### RECORD EXCERPTS
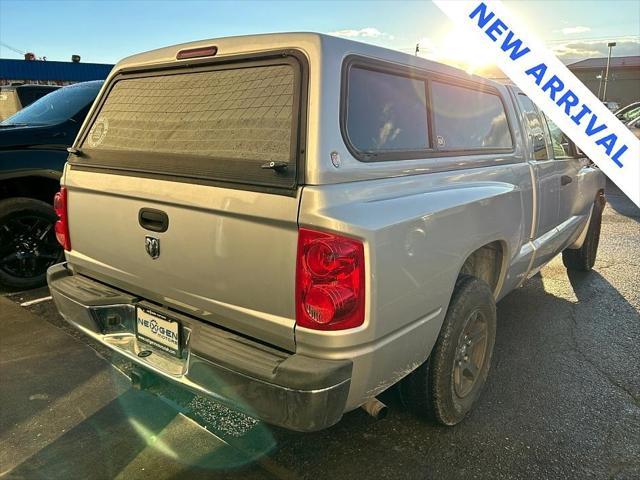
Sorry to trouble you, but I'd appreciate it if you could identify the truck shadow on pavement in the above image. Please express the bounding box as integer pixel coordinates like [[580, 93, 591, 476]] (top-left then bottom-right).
[[7, 259, 640, 479]]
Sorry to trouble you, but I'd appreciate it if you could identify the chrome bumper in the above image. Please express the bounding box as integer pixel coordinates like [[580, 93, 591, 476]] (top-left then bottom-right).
[[47, 263, 352, 431]]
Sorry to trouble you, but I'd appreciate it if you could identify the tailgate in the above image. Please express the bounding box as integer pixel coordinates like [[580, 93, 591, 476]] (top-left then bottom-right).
[[64, 56, 308, 350]]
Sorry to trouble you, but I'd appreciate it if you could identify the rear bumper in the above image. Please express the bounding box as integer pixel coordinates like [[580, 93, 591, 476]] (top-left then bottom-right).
[[47, 263, 352, 431]]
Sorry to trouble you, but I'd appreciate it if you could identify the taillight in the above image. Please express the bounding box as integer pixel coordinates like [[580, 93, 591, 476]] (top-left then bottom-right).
[[296, 228, 365, 330], [53, 187, 71, 250], [176, 46, 218, 60]]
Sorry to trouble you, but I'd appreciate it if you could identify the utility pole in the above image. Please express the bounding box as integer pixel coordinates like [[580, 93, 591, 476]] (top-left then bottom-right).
[[596, 70, 604, 100], [602, 42, 616, 102]]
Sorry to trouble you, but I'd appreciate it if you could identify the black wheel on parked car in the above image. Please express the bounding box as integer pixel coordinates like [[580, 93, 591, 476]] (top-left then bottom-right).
[[400, 275, 496, 425], [562, 196, 605, 272], [0, 198, 62, 288]]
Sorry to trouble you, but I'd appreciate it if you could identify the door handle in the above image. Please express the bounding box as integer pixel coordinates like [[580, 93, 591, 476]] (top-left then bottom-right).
[[138, 208, 169, 232]]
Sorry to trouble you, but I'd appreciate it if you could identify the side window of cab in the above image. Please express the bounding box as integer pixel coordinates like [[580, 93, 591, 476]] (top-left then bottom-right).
[[517, 93, 550, 161], [542, 113, 577, 160]]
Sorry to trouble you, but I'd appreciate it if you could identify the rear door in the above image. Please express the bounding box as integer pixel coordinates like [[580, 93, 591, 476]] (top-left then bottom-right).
[[545, 115, 594, 231], [516, 92, 564, 268], [65, 55, 306, 349]]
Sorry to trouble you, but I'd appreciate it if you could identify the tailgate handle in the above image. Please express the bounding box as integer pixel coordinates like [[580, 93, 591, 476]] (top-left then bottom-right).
[[138, 208, 169, 232]]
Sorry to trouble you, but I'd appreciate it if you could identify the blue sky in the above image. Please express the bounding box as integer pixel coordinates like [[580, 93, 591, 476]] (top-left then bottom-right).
[[0, 0, 640, 63]]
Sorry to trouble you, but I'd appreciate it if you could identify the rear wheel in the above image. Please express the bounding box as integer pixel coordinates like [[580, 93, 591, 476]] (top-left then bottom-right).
[[562, 194, 604, 272], [0, 198, 62, 288], [400, 275, 496, 425]]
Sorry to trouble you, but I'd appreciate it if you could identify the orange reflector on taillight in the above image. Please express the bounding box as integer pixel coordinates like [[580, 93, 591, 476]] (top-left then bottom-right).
[[176, 47, 218, 60], [53, 187, 71, 251]]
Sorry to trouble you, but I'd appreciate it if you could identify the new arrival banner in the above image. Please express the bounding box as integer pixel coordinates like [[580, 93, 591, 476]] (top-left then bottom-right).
[[433, 0, 640, 206]]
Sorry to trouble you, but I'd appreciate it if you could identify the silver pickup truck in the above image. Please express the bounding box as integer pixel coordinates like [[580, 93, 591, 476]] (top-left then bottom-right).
[[48, 33, 605, 431]]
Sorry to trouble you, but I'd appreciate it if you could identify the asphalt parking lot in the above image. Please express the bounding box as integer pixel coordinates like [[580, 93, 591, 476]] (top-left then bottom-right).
[[0, 185, 640, 479]]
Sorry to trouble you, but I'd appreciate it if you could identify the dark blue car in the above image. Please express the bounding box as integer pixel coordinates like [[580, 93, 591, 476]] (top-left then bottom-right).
[[0, 80, 103, 288]]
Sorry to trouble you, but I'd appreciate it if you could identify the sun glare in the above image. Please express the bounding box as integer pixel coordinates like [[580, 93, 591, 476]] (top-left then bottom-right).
[[420, 27, 494, 73]]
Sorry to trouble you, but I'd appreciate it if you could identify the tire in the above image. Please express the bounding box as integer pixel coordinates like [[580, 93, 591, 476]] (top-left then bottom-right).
[[0, 197, 63, 289], [562, 194, 604, 272], [400, 275, 496, 426]]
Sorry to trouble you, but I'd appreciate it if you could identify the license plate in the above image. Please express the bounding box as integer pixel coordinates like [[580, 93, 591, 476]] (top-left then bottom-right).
[[136, 307, 180, 357]]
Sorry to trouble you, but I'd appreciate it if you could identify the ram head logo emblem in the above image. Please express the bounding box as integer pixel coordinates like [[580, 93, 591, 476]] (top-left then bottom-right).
[[144, 235, 160, 259]]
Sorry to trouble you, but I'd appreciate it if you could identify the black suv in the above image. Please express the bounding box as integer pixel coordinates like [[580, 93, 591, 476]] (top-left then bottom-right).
[[0, 80, 103, 288], [0, 85, 60, 121]]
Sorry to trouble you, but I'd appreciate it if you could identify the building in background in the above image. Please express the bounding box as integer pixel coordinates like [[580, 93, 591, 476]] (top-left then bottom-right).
[[0, 54, 113, 85], [567, 55, 640, 106]]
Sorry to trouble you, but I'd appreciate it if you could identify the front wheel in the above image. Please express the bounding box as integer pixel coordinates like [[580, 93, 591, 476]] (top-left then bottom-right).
[[400, 275, 496, 425], [0, 198, 62, 289]]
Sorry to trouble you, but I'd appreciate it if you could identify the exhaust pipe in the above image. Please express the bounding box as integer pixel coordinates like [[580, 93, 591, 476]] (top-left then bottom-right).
[[130, 368, 155, 390], [361, 398, 388, 420]]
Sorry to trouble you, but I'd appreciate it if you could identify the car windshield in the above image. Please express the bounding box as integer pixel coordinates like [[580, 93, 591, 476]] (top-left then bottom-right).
[[0, 82, 102, 126]]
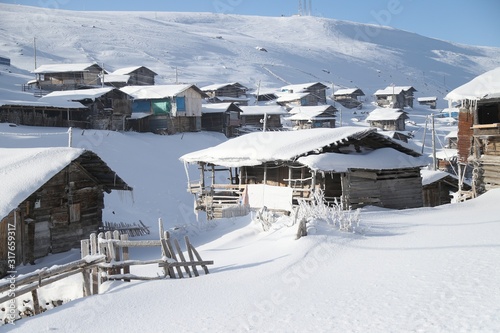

### YOUR TASK
Copy out every line of the material above that contains the string "license". Case counts.

### THE SOLUTION
Sorry to trouble you, but I'd appreciate it if you could identify the license plate in the above image. Please express the bounding box as integer pixel coordinates like [[580, 93, 591, 476]] (top-left then bottom-right).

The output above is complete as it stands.